- Brief:
Pictures stay out; everything else in the records below is copied exactly.

Items from a dataset:
* begin *

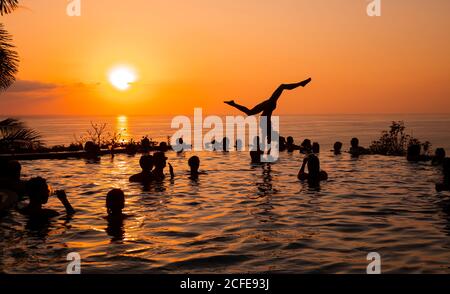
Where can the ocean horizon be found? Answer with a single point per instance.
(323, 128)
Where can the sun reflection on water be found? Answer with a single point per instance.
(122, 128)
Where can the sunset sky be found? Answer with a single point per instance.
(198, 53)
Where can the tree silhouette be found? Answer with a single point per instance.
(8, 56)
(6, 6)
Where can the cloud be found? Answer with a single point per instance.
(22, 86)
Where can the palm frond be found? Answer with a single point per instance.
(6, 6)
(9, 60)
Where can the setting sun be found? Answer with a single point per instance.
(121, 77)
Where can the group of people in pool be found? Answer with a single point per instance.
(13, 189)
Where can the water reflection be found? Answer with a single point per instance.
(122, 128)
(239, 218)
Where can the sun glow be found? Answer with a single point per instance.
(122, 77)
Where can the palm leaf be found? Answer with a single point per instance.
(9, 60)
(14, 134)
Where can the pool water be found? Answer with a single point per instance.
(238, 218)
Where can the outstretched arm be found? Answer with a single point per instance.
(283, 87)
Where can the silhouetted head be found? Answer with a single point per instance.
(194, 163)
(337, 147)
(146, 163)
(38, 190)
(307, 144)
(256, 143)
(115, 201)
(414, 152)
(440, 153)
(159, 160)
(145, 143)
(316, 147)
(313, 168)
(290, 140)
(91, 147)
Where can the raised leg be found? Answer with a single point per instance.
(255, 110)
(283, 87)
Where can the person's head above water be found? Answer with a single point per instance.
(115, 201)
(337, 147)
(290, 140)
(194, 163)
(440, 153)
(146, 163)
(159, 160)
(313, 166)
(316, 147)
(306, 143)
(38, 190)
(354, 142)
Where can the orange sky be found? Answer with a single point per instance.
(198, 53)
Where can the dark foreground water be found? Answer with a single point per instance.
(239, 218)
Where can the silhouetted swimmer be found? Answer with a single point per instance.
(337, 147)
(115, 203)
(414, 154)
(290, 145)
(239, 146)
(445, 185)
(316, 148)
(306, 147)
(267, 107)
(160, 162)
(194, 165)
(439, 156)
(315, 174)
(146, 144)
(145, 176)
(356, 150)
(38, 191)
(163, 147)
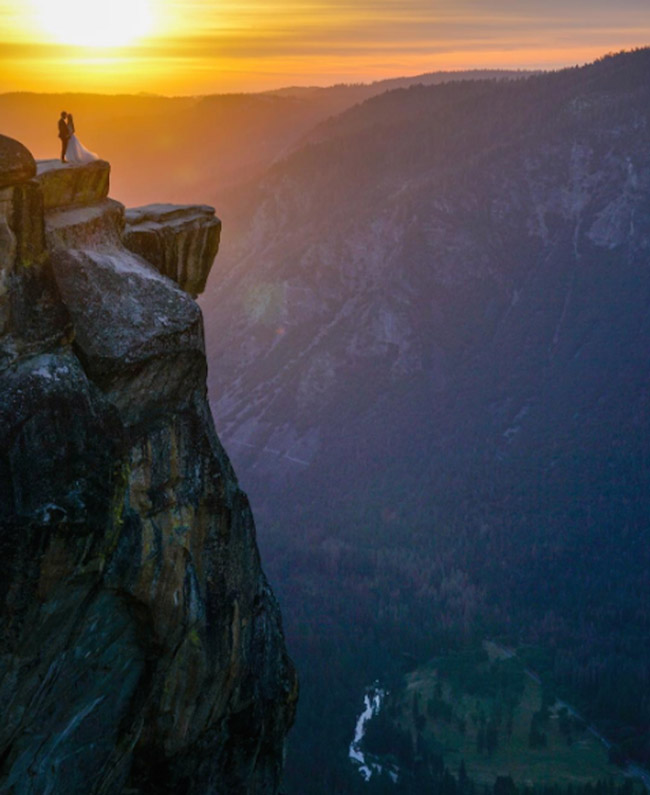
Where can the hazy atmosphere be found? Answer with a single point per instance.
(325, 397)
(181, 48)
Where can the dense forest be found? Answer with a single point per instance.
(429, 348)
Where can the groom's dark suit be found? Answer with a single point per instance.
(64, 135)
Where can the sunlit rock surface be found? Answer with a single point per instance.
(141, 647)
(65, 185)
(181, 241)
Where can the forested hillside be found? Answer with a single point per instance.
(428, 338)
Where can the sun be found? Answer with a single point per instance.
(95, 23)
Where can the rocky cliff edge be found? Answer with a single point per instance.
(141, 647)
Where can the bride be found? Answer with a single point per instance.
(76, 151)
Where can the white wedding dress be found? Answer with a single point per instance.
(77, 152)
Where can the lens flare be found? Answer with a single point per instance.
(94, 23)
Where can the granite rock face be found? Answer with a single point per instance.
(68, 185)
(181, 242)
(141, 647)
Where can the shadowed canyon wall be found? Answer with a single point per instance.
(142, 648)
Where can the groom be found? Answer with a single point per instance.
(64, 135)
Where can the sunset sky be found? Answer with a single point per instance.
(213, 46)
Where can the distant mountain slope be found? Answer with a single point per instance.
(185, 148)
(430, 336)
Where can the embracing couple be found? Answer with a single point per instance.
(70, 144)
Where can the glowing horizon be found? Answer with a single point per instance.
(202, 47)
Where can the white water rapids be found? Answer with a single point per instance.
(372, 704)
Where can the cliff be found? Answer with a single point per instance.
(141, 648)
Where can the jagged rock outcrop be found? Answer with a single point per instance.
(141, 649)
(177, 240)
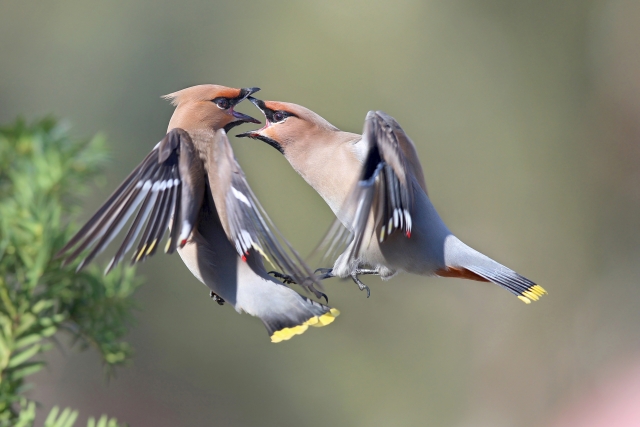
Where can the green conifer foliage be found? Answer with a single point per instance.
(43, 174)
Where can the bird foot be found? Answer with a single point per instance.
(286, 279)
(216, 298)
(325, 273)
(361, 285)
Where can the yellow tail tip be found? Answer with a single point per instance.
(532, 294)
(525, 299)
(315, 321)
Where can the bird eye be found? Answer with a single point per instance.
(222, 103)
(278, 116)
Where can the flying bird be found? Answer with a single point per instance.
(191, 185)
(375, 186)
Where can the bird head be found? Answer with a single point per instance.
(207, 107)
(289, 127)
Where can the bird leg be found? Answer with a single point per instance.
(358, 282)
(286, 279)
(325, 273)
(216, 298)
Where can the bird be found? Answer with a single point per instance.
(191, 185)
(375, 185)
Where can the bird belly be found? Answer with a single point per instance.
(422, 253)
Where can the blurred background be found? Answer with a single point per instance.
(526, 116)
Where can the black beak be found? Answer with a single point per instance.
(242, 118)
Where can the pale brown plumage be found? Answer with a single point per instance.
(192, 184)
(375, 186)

* end *

- Right answer:
Where can the ocean horizon be found? Answer with a single point per instance.
(323, 128)
Where can the sun reflection on water be found? Answer with a single point per instance.
(122, 128)
Where can the sunset sky be found? Answer with a single point per instance.
(198, 53)
Where can the tree silhouette be found? Answer with a single point per instance.
(8, 56)
(6, 6)
Where can the cloud be found? Answer with a single point per instance.
(22, 86)
Where can the palm frond be found? Answer with a single point per instance.
(6, 6)
(9, 60)
Where can the setting sun be found? Answer with a single point per instance.
(121, 77)
Where can the group of people in pool be found? Answer with a single point per instance.
(13, 189)
Where can the water reflection be found? Answer with a single point per instance.
(122, 128)
(239, 218)
Where can the sun glow be found? Answer with a single point per instance.
(122, 77)
Where can the palm leaf be found? Answer with a single point per instance.
(9, 60)
(14, 134)
Where can the pool water be found? Answer with a single point per instance.
(238, 218)
Where can the outstretched arm be found? Answer with a single point per instance.
(283, 87)
Where can the silhouetted head be found? Answer with a single point per instance.
(194, 163)
(337, 147)
(146, 163)
(38, 190)
(307, 144)
(256, 143)
(115, 201)
(414, 152)
(440, 153)
(159, 160)
(145, 143)
(316, 147)
(313, 168)
(290, 140)
(91, 147)
Where can the raised leg be found? Answer with a single point per instance.
(255, 110)
(283, 87)
Where can the person's head above water be found? Answer with a single point per instance.
(115, 201)
(337, 147)
(290, 140)
(194, 163)
(440, 153)
(146, 163)
(159, 160)
(313, 166)
(316, 147)
(306, 143)
(38, 190)
(354, 142)
Where can the orange sky be found? Answer with a single point per instance.
(198, 53)
Where can the dark foreground water be found? Answer with a single point per instance.
(239, 218)
Where can the silhouetted swimmer be found? Answer with a single point per instance.
(337, 147)
(115, 203)
(414, 154)
(290, 145)
(239, 146)
(445, 185)
(316, 148)
(306, 147)
(267, 107)
(160, 162)
(194, 165)
(439, 156)
(315, 174)
(146, 144)
(145, 176)
(356, 150)
(38, 191)
(163, 147)
Where can the hazy atmosphere be found? Answer with a single point per instance.
(325, 397)
(181, 48)
Where can the dense forest be found? Answer with a single point per instance.
(429, 348)
Where can the groom's dark suit be found? Answer with a single point per instance.
(64, 135)
Where can the sunlit rock surface be found? Answer with a single point per instance.
(141, 647)
(65, 185)
(181, 241)
Where can the forested hillside be found? Answer with a single point per instance.
(428, 338)
Where can the sun be found? Answer with a single point per instance.
(95, 23)
Where can the rocky cliff edge be found? Answer with a single point per instance.
(141, 647)
Where can the bride be found? Answer with a single point per instance.
(76, 151)
Where can the white wedding dress be found? Answer with a single point per instance.
(77, 152)
Where can the lens flare be found? Answer with a single point per instance.
(94, 23)
Where can the granite rock face be found? Answer with a single point per instance.
(68, 185)
(181, 242)
(141, 647)
Where can the shadowed canyon wall be found? Answer with a single point per instance.
(142, 648)
Where can the groom be found? Answer with a single point per instance.
(64, 135)
Where can the sunset sky be found? Answer with a single point per instance.
(213, 46)
Where can the distant mountain slope be found? Answer with a single point per instance.
(185, 148)
(430, 336)
Where can the embracing couple be found? Answer with a single point per instance.
(70, 144)
Where can the glowing horizon be found? Answer with a single point per instance.
(202, 47)
Where can the white water rapids be found? Answer with a single point per instance.
(372, 704)
Where can the cliff be found? Answer with a single point per instance.
(141, 648)
Where can the jagged rock outcrop be found? Answer with a single point per instance.
(141, 649)
(177, 240)
Where can the green conifer foliage be found? Answer with a single point per instance.
(43, 174)
Where can the bird foot be found? Answer with a single point per instance.
(286, 279)
(216, 298)
(325, 273)
(361, 285)
Where can the yellow tail tip be found? Answer with a single point per instance.
(532, 294)
(525, 299)
(315, 321)
Where can the bird eye be found? Answer with a single point per instance.
(222, 103)
(278, 116)
Where can the flying bird be found? Answer with a single point per instance.
(191, 185)
(375, 186)
Where can the bird head be found? Answer with a single point per instance.
(207, 107)
(289, 127)
Where can the bird leg be found? Answer with a single point per instance.
(358, 282)
(286, 279)
(325, 273)
(216, 298)
Where can the bird be found? Answer with a single point per instance.
(191, 185)
(375, 185)
Where can the bird belly be found? Answer with a single point per instance.
(422, 253)
Where can the blurred background be found? Answer with a single point per instance.
(526, 116)
Where can the black beak be found? Answer with a single point per instance.
(242, 118)
Where can the pale brown plumage be found? Answer with a single point per instance.
(192, 184)
(375, 186)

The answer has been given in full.